In two 2019 and 2021 decisions from the Victorian Court of Appeal and New South Wales Civil and Administrative Tribunal, it was held that an optical dispensary and a medical practice were liable for payroll tax on earnings passed through to optometrists and medical practitioners who had been operating under facilities and services agreements.
These decisions have sparked concern that health practices in this State (including dental practices) might face similar unexpected payroll tax liabilities on practitioners’ earnings where (by virtue of those practitioners being on ‘facility and services’ or independent contractor type arrangements) it had been believed that their earnings would not incur payroll tax.
The WA Government, however, has recently issued advice (by way of a letter from Deputy Premier and Treasurer Rita Saffioti to the Royal Australian College of General Practitioners WA Chair) confirming that there will be no change to the way payroll tax is applied to general practitioners (and by extension, one would therefore also hope, dental practices). In this article we explain what the issue is all about.
The Payroll Tax Assessment Act 2002 (WA) (WA Act) generally imposes payroll tax on ‘taxable wages’. In order to determine what constitutes ‘taxable wages’, regard must be had to:
where the wages are earned;
where the employee is based; or
where the employer is based.
Both Victoria and NSW – as well as South Australia, Queensland, the Australian Capital Territory, Tasmania and the Northern Territory – are all part of a payroll harmonisation agreement for the treatment of contractors. Their legislation contains ‘contractor deeming’ provisions that have paved the way for payroll tax in respect of health practitioner earnings that historically were not thought of as ‘wages’ in the usual sense.
The other States’ and Territories’ legislation, however, is materially different to the WA Act; in that here, our legislation does not contain equivalent contractor deeming provisions.
Although some comfort might be drawn from the WA Government’s recent advice, there is still no absolute clarity for WA dental practices.

### Supplied entries:
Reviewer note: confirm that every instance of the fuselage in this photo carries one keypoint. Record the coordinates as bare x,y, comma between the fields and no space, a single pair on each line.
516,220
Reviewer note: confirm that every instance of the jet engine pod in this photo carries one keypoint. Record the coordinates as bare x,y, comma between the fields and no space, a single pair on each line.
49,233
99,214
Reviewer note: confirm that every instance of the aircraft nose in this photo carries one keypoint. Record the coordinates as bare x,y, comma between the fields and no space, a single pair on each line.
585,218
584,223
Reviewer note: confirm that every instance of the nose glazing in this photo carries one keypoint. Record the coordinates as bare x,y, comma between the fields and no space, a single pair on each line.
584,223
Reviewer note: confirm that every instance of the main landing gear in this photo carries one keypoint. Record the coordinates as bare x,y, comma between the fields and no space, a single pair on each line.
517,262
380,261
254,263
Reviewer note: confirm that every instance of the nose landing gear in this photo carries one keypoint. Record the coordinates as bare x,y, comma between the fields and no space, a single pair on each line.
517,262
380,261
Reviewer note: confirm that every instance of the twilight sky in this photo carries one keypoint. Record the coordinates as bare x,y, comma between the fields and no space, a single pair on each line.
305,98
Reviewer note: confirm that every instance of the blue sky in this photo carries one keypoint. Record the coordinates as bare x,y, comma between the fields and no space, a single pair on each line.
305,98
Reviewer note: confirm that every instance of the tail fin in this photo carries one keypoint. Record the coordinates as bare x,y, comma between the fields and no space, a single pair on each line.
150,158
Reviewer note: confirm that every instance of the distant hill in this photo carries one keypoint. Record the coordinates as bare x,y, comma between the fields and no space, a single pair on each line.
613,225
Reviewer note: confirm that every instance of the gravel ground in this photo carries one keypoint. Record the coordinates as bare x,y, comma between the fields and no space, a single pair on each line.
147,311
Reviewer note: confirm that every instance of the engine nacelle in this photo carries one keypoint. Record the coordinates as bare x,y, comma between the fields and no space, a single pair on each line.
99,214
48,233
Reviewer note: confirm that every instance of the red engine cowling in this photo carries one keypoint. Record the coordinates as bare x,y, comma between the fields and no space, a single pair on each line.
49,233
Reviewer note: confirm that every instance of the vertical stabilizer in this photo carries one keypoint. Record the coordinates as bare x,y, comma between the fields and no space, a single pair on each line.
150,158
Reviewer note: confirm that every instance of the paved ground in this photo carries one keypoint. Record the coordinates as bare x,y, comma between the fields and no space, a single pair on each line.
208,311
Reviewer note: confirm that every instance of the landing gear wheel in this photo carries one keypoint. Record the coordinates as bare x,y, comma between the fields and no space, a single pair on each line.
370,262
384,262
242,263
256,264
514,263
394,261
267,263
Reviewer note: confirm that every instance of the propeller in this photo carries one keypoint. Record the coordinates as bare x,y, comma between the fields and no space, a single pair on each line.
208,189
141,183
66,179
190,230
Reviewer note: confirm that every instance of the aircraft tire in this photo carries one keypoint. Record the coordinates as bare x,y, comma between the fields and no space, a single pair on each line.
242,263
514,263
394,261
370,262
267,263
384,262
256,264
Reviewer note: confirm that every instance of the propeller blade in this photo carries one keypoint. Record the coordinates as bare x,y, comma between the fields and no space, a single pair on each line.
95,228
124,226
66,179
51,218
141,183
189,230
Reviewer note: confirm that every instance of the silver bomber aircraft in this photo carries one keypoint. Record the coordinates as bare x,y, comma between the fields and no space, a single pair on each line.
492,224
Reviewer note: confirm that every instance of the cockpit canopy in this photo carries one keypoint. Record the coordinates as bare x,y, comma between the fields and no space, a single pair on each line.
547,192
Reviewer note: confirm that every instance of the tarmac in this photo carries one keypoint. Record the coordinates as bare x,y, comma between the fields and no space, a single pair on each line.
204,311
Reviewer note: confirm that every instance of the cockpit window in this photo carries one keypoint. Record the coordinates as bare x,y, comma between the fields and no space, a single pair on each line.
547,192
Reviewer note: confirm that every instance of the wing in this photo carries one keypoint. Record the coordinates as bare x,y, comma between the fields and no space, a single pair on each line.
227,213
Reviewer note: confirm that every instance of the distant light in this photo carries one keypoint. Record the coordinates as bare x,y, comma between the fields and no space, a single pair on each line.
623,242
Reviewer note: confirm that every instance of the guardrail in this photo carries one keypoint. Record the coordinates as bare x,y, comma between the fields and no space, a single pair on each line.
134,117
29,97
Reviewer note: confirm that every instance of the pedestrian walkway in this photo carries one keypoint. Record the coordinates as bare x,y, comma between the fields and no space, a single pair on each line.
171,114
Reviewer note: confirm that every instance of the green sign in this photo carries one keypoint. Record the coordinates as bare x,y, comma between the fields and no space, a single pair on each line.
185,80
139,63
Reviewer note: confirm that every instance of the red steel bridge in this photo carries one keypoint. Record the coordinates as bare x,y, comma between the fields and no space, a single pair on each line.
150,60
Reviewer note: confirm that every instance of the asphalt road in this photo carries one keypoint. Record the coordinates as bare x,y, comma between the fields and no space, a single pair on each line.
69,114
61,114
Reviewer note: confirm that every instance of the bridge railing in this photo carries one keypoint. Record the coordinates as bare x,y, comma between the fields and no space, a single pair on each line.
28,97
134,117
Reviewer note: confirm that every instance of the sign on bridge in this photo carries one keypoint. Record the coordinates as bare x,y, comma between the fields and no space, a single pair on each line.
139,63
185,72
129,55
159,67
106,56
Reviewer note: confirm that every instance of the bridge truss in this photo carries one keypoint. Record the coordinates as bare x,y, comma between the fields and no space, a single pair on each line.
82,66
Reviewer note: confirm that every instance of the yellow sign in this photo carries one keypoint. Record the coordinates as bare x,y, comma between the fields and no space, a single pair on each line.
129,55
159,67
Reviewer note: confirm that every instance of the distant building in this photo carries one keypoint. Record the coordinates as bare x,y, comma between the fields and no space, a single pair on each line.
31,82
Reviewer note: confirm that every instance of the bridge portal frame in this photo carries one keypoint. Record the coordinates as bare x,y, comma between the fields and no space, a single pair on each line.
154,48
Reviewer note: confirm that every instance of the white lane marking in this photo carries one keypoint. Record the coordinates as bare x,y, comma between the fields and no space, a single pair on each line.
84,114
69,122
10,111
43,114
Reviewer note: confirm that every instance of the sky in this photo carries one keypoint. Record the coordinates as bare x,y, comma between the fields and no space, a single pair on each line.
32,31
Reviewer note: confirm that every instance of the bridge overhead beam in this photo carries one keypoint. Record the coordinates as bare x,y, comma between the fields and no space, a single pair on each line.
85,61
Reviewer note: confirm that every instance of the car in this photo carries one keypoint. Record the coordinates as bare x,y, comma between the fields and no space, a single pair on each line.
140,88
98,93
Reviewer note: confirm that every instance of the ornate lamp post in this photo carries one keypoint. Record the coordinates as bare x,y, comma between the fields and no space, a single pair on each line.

### About this task:
Answer these questions from the payroll tax article:
1. Which two bodies issued the 2019 and 2021 decisions?
2. Who sent the letter containing the WA Government's advice, and to whom was it sent?
3. What provisions does the WA Act lack that the other States' and Territories' legislation contains?

### Result:
1. The Victorian Court of Appeal and the New South Wales Civil and Administrative Tribunal.
2. Deputy Premier and Treasurer Rita Saffioti sent it to the Royal Australian College of General Practitioners WA Chair.
3. Contractor deeming provisions.